** BEGIN Given passage **

Humpback whales, Orca, a partial eclipse and drifting Seasmoke were all highlights from our day of touring in this Northern Vancouver Island region today.

It was a cloudy, grey day but the colour dimmed even more so when a partial solar eclipse occurred while we were out on the water. This is when the moon passes between the earth and sun, blocking a portion of the sun. It seems as though a shadow from a huge mountain hovered above us and the entire area turned eerie quiet. Whether or not the whales and other animals could sense this event, we all thought about it and wondered.

Every day we see numerous Humpback whale blows on the distant horizon and everyday it seems the numbers are increasing. More feasting occurred today, the menu provided by the fragile food chain that needs to feed so many different species in this area. Orcas were also in the vicinity today and the A30’s and I15’s kept our guests company for a portion of each tour. In the morning the Orcas were travelling west in Blackfish Sound and by the afternoon they were easterly bound in Johnstone Strait.  It is fascinating to watch the orcas spread out and forage with at times miles in between the individuals. When a turn from one individual is made, you suddenly glance through binoculars far across the Strait and realise that every single whale has turned. Perhaps it is telepathic or maybe one specific call was given by the matriarch, and so every whale is guided in this change of direction.

** END Given passage **
** BEGIN Supplied material **

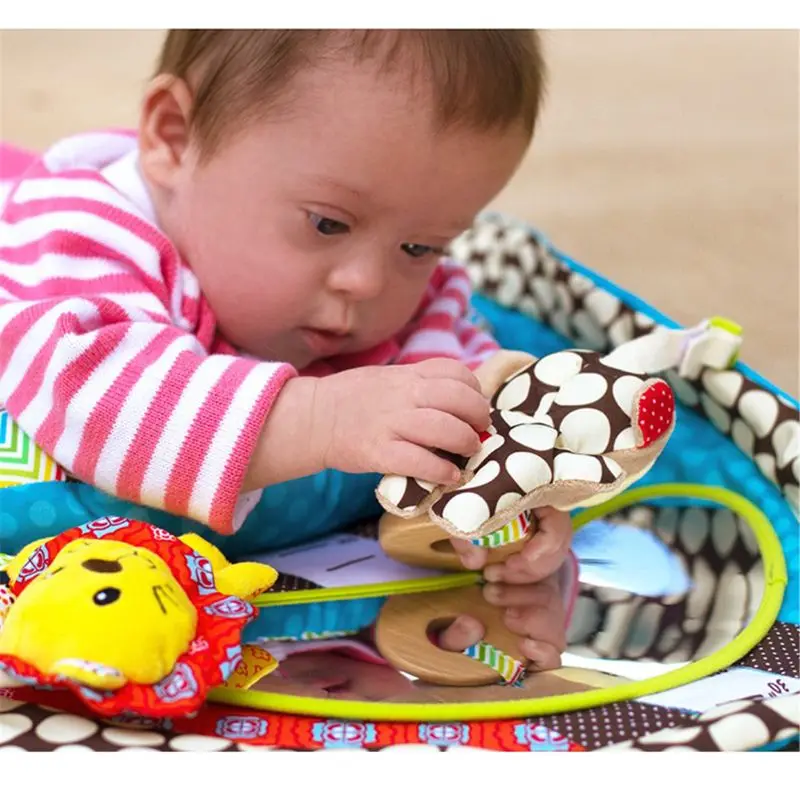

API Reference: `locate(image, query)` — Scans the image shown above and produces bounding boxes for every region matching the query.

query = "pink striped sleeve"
[395,262,499,369]
[0,166,296,533]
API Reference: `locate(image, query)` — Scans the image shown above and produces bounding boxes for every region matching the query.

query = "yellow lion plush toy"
[0,531,277,691]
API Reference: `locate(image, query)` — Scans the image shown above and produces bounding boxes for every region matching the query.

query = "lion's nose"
[81,558,122,572]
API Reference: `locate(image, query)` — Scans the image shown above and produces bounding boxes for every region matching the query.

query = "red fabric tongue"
[636,381,675,447]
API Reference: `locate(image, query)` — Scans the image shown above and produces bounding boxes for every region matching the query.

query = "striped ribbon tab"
[464,642,525,686]
[470,511,531,548]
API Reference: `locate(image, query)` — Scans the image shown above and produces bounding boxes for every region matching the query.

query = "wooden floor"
[0,31,800,395]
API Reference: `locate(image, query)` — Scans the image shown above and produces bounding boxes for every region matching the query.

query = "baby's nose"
[81,558,122,572]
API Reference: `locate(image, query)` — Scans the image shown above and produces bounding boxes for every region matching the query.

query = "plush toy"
[375,320,741,686]
[376,321,739,539]
[0,517,277,717]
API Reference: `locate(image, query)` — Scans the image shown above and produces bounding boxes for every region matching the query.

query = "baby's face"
[159,57,528,369]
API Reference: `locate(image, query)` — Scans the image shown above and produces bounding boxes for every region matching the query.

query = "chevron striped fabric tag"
[464,642,525,686]
[470,511,531,547]
[0,408,65,488]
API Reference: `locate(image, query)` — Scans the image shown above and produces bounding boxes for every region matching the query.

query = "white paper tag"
[249,533,446,589]
[638,667,800,714]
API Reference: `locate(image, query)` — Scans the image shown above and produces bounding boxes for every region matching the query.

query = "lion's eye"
[92,587,122,606]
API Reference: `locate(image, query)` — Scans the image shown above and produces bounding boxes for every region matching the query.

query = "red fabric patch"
[0,517,258,718]
[636,380,675,447]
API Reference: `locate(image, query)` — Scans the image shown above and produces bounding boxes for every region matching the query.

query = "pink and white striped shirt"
[0,131,497,533]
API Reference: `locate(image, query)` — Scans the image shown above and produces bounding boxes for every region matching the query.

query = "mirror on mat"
[214,488,781,716]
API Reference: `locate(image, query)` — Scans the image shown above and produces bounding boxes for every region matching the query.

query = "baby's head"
[140,30,544,368]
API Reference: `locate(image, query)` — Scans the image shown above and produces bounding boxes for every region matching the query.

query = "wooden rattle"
[375,514,531,686]
[376,333,680,686]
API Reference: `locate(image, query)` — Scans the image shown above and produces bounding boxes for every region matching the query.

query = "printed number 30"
[767,678,789,697]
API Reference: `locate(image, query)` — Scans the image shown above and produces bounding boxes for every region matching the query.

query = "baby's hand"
[438,573,566,672]
[452,508,572,670]
[311,358,489,484]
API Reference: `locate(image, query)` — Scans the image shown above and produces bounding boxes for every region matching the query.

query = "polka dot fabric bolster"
[377,342,675,540]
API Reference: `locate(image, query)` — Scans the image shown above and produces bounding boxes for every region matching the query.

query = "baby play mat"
[0,215,800,753]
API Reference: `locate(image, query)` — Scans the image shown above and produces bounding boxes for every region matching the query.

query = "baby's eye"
[308,214,350,236]
[400,242,442,258]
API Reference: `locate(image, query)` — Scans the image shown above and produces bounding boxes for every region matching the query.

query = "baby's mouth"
[300,328,350,358]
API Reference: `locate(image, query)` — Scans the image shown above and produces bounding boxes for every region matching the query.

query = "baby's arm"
[0,172,295,532]
[395,261,500,370]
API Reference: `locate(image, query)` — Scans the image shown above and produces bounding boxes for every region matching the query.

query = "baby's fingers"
[382,441,461,485]
[519,639,562,672]
[395,408,481,457]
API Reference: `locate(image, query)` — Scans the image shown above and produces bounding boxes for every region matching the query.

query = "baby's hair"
[157,30,545,154]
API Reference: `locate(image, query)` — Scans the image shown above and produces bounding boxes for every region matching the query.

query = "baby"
[0,30,571,668]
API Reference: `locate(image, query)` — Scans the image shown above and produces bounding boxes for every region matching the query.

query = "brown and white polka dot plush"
[376,350,675,539]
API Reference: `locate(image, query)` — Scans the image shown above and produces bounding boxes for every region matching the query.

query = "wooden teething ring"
[375,586,527,686]
[375,351,535,686]
[375,514,533,686]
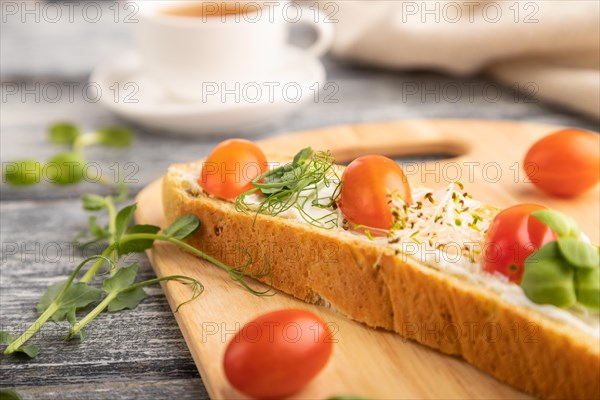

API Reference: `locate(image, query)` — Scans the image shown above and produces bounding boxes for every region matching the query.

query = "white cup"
[134,0,333,100]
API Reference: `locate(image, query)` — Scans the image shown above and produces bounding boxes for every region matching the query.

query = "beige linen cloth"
[320,0,600,119]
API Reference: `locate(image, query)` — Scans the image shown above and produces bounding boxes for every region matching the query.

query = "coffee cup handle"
[298,7,333,58]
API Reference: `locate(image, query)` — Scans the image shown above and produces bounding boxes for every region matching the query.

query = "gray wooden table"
[0,2,598,399]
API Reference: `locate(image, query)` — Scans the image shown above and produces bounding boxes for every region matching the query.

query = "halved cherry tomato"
[338,155,412,229]
[483,204,557,283]
[198,139,268,200]
[523,129,600,197]
[223,310,333,399]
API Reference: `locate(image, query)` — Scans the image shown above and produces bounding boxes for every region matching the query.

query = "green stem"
[4,300,60,355]
[121,233,271,296]
[65,290,120,341]
[121,233,231,272]
[79,244,115,283]
[4,253,108,354]
[65,275,204,340]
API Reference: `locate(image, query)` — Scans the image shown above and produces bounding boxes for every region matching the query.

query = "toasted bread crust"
[163,165,600,399]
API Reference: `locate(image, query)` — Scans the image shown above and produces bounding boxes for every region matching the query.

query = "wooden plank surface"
[136,120,600,398]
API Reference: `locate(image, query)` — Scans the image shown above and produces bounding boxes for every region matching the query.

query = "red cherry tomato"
[338,155,412,229]
[523,129,600,197]
[223,310,333,399]
[483,204,557,283]
[198,139,268,200]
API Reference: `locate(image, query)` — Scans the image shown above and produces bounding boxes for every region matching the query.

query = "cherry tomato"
[523,129,600,197]
[223,310,333,399]
[483,204,557,283]
[338,155,412,229]
[198,139,268,200]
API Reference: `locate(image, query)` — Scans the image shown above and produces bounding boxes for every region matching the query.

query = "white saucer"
[90,46,325,135]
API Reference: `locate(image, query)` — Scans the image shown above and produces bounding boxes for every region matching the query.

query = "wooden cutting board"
[136,120,600,399]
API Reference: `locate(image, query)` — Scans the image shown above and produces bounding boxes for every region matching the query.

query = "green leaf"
[44,153,85,185]
[0,331,40,358]
[0,388,23,400]
[2,160,42,186]
[118,225,160,256]
[163,214,200,240]
[115,204,137,241]
[521,242,576,308]
[36,280,67,313]
[108,287,146,312]
[292,147,314,164]
[531,210,581,238]
[0,331,13,344]
[102,263,138,293]
[52,282,102,322]
[48,122,81,144]
[81,194,106,211]
[96,127,133,147]
[88,215,110,239]
[17,343,40,358]
[557,237,600,269]
[575,268,600,311]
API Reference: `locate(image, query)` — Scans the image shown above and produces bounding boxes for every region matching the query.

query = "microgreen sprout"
[0,195,272,357]
[3,122,133,186]
[235,148,341,229]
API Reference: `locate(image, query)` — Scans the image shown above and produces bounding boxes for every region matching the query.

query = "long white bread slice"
[163,160,600,399]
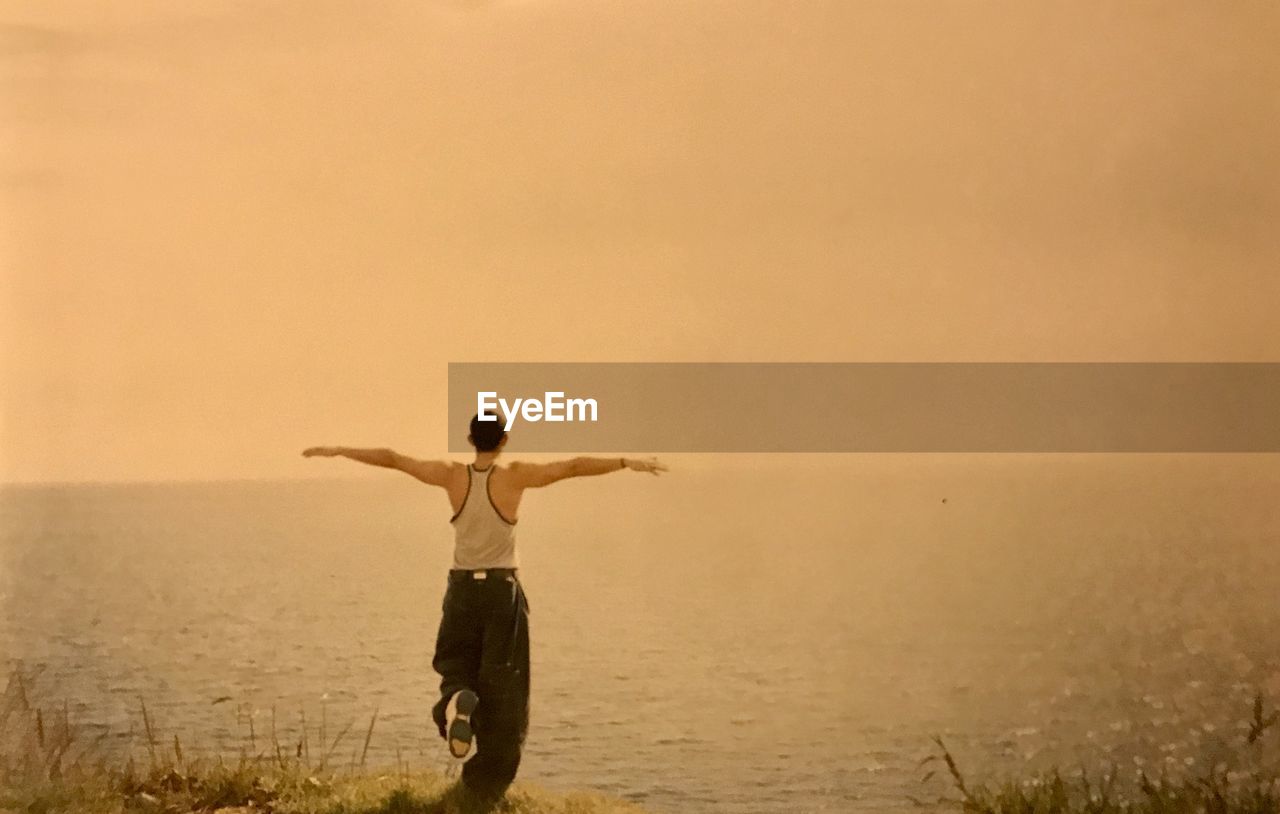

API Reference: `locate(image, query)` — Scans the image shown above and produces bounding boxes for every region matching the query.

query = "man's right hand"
[622,458,667,475]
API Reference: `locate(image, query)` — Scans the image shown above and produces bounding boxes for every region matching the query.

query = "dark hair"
[471,415,507,452]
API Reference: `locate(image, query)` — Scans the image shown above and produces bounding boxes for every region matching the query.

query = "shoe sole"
[444,690,480,760]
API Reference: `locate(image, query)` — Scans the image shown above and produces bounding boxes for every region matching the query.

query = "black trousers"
[431,573,529,802]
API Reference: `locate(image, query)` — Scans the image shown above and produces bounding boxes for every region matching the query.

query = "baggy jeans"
[431,573,529,802]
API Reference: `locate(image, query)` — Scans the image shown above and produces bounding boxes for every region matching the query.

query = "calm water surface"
[0,456,1280,813]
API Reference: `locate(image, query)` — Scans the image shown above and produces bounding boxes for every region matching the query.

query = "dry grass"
[0,669,640,814]
[922,695,1280,814]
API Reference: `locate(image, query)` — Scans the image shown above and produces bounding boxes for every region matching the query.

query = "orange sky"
[0,0,1280,481]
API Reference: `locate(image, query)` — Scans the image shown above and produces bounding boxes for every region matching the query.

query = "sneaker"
[444,690,480,760]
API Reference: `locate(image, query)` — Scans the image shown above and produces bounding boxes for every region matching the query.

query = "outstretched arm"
[302,447,454,486]
[511,458,667,489]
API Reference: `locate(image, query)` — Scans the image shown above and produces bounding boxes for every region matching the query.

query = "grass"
[0,671,1280,814]
[918,695,1280,814]
[0,669,643,814]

** END Supplied material **

(Jobs):
**a)** Decide whether each statement agrees with the whale-watching report, answering yes or no and quoting the words of the report that settle it: (i) The day of the tour was sunny and bright. (ii) In the morning, the Orcas were traveling west in Blackfish Sound. (iii) The A30's and I15's accompanied the guests for the whole of each tour.
**b)** Render this sentence from the whale-watching report in French: "This is when the moon passes between the earth and sun, blocking a portion of the sun."
**c)** Set down, word for word, the portion of the whale-watching report between "Humpback whales, Orca, a" and "it and wondered.", inclusive.

(Expected results):
**a)**
(i) No: "It was a cloudy, grey day"
(ii) Yes: "In the morning the Orcas were travelling west in Blackfish Sound"
(iii) No: "the A30’s and I15’s kept our guests company for a portion of each tour"

**b)** C'est lorsque la Lune passe entre la Terre et le Soleil, masquant une partie du Soleil.

**c)**
Humpback whales, Orca, a partial eclipse and drifting Seasmoke were all highlights from our day of touring in this Northern Vancouver Island region today.

It was a cloudy, grey day but the colour dimmed even more so when a partial solar eclipse occurred while we were out on the water. This is when the moon passes between the earth and sun, blocking a portion of the sun. It seems as though a shadow from a huge mountain hovered above us and the entire area turned eerie quiet. Whether or not the whales and other animals could sense this event, we all thought about it and wondered.